_STUDY TEXT_.
= = = =
The saturated fat falacy

Professor Timothy Noakes is writing a series of articles to try to put the nail in the coffin of the modern western diet and dispatch forever the shoddy work of Ancel Keys.

This is why you should immediately distrust anyone that says, “The science is settled.” Science by it’s very nature is never settled. Those people saying these things are more likely than not just like Ancel Keys. Pushing their theories and searching desperately for studies to confirm their own bias.

This first article is a great read.

So when, in the late 1960s, Keys became one of the original beneficiaries of research funding from the newly formed National Heart, Lung, and Blood Institute (NHLBI), he discovered, to his utter dismay (and perhaps horror) that, far from supporting his claims, his brilliantly designed and perfectly executed test — the Minnesota Coronary Experiment  (MCE) (6) — comprehensively disproved both his hypotheses. According to Karl Popper’s description that a real scientist is someone imbued with a “ruthless scepticism toward your own work,” had Keys been just such a scientist, this should have been the end of his hypotheses.

The MCE established that the replacement of dietary saturated fat with the polyunsaturated fatty acid (PUFA) linoleic acid, which lowered average blood cholesterol concentrations by 15% to the apparently “safe” level of 175 mg/dL (4.6 mmol/L), had absolutely no effect on heart disease outcomes. Instead, “no differences between the treatment and control groups were observed for cardiovascular events, cardiovascular deaths or total mortality” (6, p. 129).

This finding fatally dispatched Keys’ hypotheses because the MCE established that, when tested in a rigorous and essentially flawless trial, using Keys’ dietary recommendations to lower cholesterol failed to prevent CHD as Keys had promised.
= = = =
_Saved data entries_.
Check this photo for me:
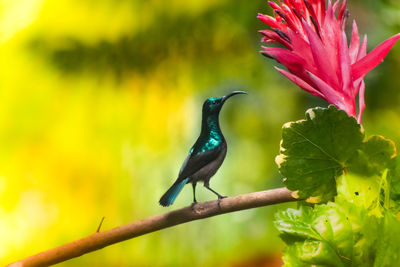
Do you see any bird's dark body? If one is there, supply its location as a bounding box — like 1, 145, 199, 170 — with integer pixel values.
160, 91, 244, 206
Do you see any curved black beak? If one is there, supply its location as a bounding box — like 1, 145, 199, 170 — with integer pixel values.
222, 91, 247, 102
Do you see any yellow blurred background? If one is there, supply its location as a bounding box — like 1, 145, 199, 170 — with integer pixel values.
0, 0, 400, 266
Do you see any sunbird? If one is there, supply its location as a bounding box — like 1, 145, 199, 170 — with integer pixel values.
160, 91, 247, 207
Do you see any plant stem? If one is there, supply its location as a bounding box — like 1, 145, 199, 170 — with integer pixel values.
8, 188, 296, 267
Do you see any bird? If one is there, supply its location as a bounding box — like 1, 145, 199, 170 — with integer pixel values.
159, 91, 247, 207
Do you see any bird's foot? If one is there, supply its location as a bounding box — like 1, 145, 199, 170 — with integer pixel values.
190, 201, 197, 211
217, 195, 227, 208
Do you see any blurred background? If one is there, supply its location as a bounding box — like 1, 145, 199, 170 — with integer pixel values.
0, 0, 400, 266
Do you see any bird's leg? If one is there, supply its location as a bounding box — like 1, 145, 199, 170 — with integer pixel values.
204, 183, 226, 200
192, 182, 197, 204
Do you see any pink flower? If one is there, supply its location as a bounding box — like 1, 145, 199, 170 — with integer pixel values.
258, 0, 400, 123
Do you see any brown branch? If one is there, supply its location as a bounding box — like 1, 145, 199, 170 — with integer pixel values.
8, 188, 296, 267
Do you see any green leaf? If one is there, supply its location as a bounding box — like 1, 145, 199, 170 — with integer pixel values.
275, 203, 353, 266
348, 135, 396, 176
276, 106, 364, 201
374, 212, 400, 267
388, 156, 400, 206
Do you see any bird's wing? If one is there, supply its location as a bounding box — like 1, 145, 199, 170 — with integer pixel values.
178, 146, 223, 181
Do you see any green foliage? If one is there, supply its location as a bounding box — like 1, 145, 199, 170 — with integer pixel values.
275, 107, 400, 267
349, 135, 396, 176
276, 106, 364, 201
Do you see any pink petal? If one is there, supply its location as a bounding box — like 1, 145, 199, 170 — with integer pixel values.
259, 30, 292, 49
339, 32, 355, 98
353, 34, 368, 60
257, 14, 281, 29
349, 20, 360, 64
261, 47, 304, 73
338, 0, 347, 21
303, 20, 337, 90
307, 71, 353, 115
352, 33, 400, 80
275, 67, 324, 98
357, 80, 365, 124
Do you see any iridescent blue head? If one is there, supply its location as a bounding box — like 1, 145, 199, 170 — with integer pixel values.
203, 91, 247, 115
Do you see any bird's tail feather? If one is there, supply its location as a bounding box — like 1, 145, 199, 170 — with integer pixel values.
= = = =
_TASK LIST_.
(a) List every all-capital abbreviation that appears in the saturated fat post.
(b) Decide whether each statement agrees with the saturated fat post, answering yes or no and quoting the deciding words: (i) The MCE lowered average blood cholesterol concentrations by 15%. (ii) Keys began receiving NHLBI research funding in the early 1980s. (iii) In the MCE, dietary saturated fat was replaced with linoleic acid.
(c) Reproduce the saturated fat post word for word from "This finding fatally" to "Keys had promised.".

_ANSWERS TO THE TASKS_.
(a) NHLBI, MCE, PUFA, CHD

(b)
(i) Yes: "which lowered average blood cholesterol concentrations by 15%"
(ii) No: "in the late 1960s, Keys became one of the original beneficiaries of research funding from the newly formed National Heart, Lung, and Blood Institute (NHLBI)"
(iii) Yes: "the replacement of dietary saturated fat with the polyunsaturated fatty acid (PUFA) linoleic acid"

(c)
This finding fatally dispatched Keys’ hypotheses because the MCE established that, when tested in a rigorous and essentially flawless trial, using Keys’ dietary recommendations to lower cholesterol failed to prevent CHD as Keys had promised.